Data listing ▸
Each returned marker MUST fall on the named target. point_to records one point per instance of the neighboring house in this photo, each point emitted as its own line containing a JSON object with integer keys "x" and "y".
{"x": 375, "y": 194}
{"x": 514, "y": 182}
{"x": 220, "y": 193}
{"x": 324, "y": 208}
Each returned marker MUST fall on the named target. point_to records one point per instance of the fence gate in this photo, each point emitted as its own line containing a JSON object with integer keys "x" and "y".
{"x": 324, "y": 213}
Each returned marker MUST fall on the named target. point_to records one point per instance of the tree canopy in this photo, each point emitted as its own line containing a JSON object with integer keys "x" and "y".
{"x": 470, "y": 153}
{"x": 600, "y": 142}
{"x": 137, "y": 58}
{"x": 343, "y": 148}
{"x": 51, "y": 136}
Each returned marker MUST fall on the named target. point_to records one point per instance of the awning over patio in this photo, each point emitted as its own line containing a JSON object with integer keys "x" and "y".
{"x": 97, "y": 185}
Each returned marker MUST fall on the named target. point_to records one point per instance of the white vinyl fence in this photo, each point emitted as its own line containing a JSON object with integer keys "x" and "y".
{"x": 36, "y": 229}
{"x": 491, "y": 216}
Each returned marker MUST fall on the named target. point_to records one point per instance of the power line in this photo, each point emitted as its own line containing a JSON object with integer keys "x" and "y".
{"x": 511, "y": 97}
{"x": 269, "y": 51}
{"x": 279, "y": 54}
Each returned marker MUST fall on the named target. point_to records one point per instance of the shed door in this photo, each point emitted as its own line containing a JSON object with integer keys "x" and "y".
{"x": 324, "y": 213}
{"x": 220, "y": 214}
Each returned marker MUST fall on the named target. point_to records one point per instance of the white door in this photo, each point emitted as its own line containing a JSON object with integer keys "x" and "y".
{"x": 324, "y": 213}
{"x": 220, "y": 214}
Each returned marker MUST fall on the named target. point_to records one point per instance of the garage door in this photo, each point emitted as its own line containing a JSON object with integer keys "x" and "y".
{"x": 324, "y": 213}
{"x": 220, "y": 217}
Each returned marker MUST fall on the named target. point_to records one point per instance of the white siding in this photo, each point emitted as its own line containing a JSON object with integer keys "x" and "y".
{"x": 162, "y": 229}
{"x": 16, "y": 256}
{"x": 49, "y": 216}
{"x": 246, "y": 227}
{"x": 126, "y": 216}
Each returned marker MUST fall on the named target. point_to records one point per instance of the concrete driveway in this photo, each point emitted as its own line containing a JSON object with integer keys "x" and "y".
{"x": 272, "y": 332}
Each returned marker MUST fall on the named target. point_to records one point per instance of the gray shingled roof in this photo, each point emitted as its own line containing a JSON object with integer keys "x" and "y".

Activity ▸
Copy out the material, keeping every line exactly as it is.

Your response ▸
Each returned marker MUST fall on the named target. point_to records one point per instance of the neighboring house in this photo, each point emitted as its own line containing a JSON object with integer keys "x" and "y".
{"x": 375, "y": 194}
{"x": 514, "y": 182}
{"x": 220, "y": 193}
{"x": 324, "y": 208}
Each returned marker MUST fall on the named target. point_to records one point per instance of the fence gate in this photo, each point emitted as its own line containing a JSON object with integer keys "x" and "y".
{"x": 324, "y": 213}
Each returned marker MUST fall on the named target. point_to records one point per instance of the tree canopy in this photo, each point emitted as its own line containing a JSON object with integer keys "x" and "y".
{"x": 470, "y": 153}
{"x": 600, "y": 142}
{"x": 137, "y": 58}
{"x": 343, "y": 148}
{"x": 51, "y": 136}
Each returned marker MUST fall on the named target. point_to records one point per instance of the awning over patio in this photo, each point emitted as its own line containing a JSON object with integer keys "x" and "y".
{"x": 97, "y": 185}
Each returned marker MUST fall on the named target. point_to records one point per instance of the white vinyl fence in this photo, each point emitted as its own line containing a JSON object with integer keys "x" and "y".
{"x": 36, "y": 229}
{"x": 491, "y": 216}
Each returned marker MUST fall on the named target. point_to records one point per instance of the power line in this photo, each point emitted as its own line containing a JSON object with integer keys "x" and "y".
{"x": 511, "y": 97}
{"x": 269, "y": 51}
{"x": 279, "y": 54}
Each returned marker MUST fall on the named target. point_to records one point per instance of the shed door in this photo, each point emitted as its own line containing a JSON object with integer keys "x" and "y".
{"x": 324, "y": 213}
{"x": 220, "y": 214}
Each returned marker MUST fall on the named target. point_to records one point per instance of the white door in this photo, each point emitted as its own line containing a JSON object with integer keys "x" and "y".
{"x": 324, "y": 213}
{"x": 220, "y": 214}
Each returned marker MUST fall on the named target. point_to records one point per instance of the garage door in this photo, each point emitted as its own line containing a JSON object with integer keys "x" and "y".
{"x": 324, "y": 213}
{"x": 220, "y": 217}
Each returned marker MUST fall on the named target. point_to records one point per instance of the white siding in this photo, each point emitted as its own line containing a JSON object with integer keys "x" and "y".
{"x": 162, "y": 229}
{"x": 16, "y": 256}
{"x": 49, "y": 216}
{"x": 246, "y": 227}
{"x": 126, "y": 216}
Each returned marker MUST fall on the named target. point_to records one point per instance of the concrete driveway in this photo, each point emitted as its own line containing a JSON object with integer keys "x" and "y".
{"x": 272, "y": 332}
Each returned marker MUST fall on the named target. point_to records one point per instance of the gray shingled roof in this photo, each point emitted as its own line containing a JSON object with integer keys "x" and "y".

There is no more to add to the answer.